All lines from the line containing "Indicate the yellow" up to and including the last line of the listing below should be echoed exactly; no other lines belong in the response.

* [Dataset records]
= = = =

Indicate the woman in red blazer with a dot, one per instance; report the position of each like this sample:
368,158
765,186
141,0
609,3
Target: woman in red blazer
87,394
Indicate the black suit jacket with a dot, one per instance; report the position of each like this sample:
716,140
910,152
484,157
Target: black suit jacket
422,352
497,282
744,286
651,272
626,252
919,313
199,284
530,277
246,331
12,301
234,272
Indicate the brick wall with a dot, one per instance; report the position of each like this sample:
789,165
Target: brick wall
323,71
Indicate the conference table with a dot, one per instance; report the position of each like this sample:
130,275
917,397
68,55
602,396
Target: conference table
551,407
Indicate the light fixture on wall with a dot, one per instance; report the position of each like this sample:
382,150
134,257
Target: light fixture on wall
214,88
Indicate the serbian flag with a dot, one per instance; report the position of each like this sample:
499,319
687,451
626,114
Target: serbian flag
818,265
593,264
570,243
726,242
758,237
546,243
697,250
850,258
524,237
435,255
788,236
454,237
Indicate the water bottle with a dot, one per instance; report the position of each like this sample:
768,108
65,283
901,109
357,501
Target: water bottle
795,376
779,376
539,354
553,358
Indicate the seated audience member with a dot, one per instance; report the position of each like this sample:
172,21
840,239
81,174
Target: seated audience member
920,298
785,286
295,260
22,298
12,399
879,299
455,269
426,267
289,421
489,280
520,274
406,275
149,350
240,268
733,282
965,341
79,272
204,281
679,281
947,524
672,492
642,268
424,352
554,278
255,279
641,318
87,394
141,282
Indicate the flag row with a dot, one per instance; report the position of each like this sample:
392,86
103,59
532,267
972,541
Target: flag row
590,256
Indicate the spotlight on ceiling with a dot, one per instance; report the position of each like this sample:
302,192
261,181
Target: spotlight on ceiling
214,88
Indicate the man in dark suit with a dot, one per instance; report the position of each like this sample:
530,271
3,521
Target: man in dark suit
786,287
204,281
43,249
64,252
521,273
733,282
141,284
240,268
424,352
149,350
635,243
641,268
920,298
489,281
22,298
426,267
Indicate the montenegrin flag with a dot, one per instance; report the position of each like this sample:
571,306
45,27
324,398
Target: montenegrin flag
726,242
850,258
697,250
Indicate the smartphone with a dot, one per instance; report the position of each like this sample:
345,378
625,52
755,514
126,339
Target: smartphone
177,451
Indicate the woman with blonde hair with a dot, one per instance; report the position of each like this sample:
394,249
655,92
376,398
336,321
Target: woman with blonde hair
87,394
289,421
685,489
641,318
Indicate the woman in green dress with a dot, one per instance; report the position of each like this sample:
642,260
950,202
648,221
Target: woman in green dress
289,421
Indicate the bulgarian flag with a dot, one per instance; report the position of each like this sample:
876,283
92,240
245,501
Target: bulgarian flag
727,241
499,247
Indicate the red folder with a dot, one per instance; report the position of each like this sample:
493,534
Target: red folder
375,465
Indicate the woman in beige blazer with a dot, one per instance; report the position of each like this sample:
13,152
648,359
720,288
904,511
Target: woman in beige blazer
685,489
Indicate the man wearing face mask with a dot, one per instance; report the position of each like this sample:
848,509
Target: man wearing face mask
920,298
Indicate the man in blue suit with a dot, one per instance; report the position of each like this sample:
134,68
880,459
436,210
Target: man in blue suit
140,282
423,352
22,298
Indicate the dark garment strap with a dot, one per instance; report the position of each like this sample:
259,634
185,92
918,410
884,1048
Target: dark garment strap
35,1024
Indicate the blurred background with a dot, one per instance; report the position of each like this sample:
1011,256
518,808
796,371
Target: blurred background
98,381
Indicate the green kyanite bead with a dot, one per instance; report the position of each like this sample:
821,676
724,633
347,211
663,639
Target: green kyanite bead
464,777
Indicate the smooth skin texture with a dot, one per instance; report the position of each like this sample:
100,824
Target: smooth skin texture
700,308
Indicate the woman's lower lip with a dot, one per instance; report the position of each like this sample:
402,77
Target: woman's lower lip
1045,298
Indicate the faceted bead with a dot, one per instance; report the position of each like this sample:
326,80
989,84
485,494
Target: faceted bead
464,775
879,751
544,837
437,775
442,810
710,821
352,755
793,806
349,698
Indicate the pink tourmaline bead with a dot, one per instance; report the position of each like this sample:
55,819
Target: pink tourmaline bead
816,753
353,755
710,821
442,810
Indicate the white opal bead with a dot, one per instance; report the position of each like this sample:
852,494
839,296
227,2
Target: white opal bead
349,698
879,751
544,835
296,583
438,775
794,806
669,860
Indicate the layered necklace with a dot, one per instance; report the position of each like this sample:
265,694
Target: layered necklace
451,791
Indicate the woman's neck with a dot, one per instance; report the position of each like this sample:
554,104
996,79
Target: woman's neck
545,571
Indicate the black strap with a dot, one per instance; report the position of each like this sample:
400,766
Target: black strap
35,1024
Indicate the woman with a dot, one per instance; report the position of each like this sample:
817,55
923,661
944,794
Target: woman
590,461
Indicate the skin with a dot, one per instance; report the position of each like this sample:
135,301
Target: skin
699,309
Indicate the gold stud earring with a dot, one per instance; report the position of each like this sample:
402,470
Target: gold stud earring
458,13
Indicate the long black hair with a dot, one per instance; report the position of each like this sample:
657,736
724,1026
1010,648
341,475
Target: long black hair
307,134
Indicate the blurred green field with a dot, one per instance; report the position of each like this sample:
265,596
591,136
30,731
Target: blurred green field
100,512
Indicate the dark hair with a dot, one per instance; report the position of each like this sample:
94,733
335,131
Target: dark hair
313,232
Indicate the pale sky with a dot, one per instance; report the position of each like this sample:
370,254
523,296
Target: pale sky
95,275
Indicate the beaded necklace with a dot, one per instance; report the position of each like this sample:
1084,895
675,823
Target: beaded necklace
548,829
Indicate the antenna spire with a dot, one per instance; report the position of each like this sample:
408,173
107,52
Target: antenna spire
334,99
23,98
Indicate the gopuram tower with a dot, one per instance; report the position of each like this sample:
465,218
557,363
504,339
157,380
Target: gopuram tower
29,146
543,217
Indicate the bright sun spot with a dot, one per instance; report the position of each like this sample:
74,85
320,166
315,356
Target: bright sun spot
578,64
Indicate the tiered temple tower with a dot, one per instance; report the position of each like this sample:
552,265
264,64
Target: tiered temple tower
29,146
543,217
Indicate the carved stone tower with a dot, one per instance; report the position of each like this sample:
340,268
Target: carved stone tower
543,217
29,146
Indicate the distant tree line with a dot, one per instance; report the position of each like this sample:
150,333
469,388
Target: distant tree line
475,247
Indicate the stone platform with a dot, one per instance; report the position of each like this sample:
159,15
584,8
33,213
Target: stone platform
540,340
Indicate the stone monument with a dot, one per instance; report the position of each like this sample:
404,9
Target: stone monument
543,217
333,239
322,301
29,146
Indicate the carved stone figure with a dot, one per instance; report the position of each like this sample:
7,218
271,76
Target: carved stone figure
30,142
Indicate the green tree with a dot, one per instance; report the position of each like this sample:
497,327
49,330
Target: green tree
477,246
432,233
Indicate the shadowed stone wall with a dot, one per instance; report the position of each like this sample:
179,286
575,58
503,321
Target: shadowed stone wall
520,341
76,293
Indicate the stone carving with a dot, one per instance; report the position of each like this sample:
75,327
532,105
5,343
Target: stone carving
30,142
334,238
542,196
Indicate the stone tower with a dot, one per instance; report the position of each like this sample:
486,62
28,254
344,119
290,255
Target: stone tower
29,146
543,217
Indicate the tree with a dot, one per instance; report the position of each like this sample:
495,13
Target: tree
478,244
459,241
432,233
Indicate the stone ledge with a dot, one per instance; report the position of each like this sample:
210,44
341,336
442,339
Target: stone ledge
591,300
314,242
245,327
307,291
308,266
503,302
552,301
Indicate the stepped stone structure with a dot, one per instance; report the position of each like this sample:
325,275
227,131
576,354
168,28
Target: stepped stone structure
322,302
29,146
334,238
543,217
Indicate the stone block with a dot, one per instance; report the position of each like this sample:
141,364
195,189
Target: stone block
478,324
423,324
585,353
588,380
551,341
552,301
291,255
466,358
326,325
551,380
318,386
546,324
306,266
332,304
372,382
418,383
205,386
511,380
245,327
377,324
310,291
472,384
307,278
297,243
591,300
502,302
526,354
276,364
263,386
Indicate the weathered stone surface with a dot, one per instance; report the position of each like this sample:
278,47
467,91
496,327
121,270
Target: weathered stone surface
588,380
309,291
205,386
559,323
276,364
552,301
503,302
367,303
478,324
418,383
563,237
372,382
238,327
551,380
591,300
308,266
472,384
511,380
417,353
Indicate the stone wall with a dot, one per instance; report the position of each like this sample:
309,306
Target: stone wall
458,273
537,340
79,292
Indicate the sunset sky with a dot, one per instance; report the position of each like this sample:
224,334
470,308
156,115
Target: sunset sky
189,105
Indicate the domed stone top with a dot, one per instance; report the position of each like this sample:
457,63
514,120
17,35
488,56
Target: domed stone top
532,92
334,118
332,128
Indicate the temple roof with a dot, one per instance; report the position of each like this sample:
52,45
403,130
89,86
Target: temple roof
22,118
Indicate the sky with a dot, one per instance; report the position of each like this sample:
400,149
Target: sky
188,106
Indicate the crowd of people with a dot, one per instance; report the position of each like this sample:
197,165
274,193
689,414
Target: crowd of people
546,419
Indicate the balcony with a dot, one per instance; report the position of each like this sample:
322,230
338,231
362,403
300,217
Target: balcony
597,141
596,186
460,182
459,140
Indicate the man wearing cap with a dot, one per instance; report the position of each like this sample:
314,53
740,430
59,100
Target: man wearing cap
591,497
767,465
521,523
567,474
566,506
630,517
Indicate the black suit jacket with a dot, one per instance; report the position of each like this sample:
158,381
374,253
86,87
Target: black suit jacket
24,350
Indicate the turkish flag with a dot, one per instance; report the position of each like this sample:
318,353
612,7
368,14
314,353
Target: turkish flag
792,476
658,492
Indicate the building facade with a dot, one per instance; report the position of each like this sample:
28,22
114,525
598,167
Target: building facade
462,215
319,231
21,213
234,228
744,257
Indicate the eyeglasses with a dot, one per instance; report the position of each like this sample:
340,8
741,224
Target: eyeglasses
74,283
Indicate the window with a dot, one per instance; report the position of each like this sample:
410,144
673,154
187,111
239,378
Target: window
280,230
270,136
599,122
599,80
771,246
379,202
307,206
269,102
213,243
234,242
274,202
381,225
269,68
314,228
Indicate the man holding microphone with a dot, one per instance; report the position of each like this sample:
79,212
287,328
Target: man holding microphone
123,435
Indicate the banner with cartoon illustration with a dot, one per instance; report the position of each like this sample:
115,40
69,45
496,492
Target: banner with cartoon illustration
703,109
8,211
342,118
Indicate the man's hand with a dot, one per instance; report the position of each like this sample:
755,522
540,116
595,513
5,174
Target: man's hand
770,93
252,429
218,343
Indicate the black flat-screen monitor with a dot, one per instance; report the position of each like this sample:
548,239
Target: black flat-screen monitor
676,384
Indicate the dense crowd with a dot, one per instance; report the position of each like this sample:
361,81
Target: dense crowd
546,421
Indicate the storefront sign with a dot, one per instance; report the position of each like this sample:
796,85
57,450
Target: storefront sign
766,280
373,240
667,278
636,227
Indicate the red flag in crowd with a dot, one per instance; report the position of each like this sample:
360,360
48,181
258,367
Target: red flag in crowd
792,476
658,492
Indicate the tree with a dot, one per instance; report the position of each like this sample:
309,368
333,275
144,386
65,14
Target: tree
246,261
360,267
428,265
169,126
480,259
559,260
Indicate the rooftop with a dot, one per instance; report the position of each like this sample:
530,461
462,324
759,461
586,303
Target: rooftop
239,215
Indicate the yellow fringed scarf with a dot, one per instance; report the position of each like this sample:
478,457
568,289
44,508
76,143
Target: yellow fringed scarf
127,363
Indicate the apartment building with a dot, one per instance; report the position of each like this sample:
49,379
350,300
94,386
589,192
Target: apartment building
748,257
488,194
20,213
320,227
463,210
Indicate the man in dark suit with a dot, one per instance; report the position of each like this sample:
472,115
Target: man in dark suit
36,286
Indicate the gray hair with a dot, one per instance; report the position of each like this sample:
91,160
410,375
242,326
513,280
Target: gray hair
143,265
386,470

= = = =

* [Result for this task]
Indicate the yellow fringed scarf with a dot, one per instance; report the position of each like this sample:
478,457
568,289
44,508
76,143
Target: yellow fringed scarf
127,363
Indicate the apartment building with a dot, one per instance; report the position of each like this sample:
49,379
350,300
94,386
589,192
Target: apartment building
748,257
488,194
20,213
320,227
463,210
Indicate the man in dark suit with a dot, one per instance; report the position of each like this sample:
472,115
Target: man in dark suit
36,286
Indicate the gray hair with a dot, one per instance; report the position of each like this sample:
91,160
410,375
242,326
513,280
Target: gray hair
143,265
386,470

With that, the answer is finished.